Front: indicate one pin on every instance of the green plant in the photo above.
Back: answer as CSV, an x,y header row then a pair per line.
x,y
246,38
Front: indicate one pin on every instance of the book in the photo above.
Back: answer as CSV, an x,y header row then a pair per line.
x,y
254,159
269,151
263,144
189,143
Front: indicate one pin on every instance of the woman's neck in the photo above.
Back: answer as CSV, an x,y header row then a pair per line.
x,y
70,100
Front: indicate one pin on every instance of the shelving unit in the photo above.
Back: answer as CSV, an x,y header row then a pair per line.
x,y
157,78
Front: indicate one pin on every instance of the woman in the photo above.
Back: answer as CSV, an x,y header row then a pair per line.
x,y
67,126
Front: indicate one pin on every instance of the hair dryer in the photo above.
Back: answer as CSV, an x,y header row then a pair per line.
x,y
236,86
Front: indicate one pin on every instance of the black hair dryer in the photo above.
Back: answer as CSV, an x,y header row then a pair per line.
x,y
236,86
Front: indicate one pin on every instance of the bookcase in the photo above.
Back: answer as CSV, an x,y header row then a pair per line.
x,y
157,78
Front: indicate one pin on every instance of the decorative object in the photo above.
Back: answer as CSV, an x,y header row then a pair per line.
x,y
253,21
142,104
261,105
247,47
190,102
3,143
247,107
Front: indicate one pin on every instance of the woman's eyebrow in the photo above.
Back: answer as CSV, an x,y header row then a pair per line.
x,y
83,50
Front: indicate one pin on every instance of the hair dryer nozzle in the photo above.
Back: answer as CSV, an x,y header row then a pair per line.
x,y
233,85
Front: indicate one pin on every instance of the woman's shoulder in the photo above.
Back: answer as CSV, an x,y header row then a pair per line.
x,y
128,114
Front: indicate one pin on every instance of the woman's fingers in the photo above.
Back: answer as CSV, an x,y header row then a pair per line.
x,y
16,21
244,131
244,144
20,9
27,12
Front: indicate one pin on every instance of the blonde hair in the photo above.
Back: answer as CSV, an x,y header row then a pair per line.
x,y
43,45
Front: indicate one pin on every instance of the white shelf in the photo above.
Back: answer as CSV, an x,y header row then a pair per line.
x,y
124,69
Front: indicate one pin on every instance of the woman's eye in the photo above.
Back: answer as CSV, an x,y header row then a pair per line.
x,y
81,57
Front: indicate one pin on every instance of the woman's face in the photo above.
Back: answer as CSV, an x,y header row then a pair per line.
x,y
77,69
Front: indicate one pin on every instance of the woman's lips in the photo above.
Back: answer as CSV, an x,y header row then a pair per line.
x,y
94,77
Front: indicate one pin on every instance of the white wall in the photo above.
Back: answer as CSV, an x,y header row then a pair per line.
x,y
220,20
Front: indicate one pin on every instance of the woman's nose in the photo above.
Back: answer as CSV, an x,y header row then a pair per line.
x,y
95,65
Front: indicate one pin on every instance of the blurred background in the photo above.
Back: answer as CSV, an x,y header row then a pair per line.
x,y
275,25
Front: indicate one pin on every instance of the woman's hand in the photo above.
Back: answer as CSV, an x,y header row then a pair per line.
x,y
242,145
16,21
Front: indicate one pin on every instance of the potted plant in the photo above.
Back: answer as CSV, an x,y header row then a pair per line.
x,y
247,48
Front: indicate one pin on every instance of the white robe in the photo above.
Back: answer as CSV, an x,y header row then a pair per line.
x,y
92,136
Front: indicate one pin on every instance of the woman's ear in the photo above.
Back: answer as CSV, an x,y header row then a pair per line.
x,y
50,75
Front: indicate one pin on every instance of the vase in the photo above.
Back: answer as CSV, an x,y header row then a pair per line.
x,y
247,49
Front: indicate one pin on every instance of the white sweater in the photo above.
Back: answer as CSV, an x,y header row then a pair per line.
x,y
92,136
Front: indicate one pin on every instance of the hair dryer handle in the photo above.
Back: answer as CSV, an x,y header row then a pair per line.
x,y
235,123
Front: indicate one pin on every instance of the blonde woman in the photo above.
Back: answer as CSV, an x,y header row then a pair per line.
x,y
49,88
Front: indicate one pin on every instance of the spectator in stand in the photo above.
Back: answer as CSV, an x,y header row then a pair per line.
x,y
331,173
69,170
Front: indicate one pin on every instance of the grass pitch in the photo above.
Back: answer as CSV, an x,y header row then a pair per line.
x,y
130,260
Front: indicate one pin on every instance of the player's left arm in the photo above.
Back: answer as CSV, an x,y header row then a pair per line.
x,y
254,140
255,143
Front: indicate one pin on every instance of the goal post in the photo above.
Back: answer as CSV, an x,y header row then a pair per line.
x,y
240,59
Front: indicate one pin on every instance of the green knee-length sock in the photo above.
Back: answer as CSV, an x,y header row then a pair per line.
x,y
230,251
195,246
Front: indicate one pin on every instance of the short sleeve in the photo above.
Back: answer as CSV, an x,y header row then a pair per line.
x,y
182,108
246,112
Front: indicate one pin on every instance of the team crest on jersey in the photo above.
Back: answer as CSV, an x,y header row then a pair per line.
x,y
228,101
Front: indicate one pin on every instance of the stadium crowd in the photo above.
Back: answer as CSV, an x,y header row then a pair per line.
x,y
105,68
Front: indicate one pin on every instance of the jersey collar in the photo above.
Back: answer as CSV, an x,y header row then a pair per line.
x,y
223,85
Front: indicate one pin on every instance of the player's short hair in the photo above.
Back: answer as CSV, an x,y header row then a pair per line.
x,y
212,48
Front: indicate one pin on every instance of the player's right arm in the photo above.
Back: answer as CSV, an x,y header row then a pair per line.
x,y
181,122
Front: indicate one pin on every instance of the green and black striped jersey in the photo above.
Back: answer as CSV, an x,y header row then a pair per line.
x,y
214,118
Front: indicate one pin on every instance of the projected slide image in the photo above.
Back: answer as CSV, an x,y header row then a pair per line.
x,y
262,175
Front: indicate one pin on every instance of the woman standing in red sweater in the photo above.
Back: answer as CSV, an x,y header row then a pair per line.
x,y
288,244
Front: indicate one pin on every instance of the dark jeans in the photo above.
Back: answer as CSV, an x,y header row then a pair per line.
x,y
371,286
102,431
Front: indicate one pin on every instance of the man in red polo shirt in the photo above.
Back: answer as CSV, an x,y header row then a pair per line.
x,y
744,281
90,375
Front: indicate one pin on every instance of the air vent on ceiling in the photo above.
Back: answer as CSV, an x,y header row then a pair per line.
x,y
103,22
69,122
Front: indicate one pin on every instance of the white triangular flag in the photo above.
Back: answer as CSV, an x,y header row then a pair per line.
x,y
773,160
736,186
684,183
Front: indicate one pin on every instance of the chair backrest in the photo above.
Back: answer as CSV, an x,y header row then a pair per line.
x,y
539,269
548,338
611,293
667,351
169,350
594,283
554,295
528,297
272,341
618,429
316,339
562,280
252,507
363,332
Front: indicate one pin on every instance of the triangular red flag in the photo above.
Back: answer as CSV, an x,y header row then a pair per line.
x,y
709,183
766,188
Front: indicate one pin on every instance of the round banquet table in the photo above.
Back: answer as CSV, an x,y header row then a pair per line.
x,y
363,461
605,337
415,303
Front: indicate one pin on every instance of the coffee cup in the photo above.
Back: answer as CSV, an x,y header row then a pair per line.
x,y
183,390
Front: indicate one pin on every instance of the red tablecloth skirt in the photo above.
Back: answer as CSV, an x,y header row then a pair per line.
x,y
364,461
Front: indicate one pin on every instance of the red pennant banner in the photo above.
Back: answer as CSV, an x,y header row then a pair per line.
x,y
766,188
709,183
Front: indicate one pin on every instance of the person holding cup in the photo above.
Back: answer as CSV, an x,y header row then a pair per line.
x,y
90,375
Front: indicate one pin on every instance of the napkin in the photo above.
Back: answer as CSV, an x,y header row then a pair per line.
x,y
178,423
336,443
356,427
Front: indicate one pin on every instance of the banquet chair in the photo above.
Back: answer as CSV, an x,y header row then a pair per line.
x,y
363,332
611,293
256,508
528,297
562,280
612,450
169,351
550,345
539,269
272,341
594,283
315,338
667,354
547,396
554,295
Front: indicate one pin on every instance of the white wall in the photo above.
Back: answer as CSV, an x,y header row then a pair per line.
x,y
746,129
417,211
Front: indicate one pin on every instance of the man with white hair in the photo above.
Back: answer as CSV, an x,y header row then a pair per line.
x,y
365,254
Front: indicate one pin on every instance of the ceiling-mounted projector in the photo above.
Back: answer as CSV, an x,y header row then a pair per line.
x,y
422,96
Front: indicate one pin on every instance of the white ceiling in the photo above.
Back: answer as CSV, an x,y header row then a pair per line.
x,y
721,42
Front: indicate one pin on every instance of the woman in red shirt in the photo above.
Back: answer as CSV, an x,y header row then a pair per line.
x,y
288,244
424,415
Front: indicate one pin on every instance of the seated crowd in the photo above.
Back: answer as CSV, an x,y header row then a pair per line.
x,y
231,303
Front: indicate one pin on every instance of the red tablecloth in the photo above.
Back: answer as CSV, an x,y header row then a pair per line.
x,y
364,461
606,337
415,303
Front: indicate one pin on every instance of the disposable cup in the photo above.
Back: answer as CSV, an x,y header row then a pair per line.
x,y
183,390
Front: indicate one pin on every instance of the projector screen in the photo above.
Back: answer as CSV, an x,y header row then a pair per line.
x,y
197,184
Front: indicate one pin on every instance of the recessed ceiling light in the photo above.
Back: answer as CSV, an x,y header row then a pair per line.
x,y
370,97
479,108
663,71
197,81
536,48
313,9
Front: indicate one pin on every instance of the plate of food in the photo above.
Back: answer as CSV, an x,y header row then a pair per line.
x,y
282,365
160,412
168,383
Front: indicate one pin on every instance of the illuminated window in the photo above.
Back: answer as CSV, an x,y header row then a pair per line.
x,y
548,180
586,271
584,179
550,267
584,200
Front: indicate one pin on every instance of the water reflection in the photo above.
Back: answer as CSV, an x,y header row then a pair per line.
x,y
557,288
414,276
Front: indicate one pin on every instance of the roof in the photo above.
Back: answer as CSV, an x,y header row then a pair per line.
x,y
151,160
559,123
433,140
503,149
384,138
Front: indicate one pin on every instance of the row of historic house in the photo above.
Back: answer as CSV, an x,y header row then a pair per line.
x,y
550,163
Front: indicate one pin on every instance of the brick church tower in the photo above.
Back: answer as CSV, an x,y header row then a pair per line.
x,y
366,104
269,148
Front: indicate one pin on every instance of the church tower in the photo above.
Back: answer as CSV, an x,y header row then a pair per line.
•••
Output nothing but the lines from the one containing "Front: indicate one pin on every instance of the row" through the last line of the data, exactly as they stand.

Written solution:
Front: indicate one pin on every instance of the row of historic house in the photo above.
Back: answer as CSV, an x,y header row then a pair per line.
x,y
550,163
Front: indicate one pin on every instance of the brick church tower in the photo above.
Back: answer as CSV, an x,y header row then a pair per line.
x,y
366,104
269,148
Front: indicate one pin on every instance of the church tower in the photo above.
Back: answer as CSV, an x,y header row then a pair per line.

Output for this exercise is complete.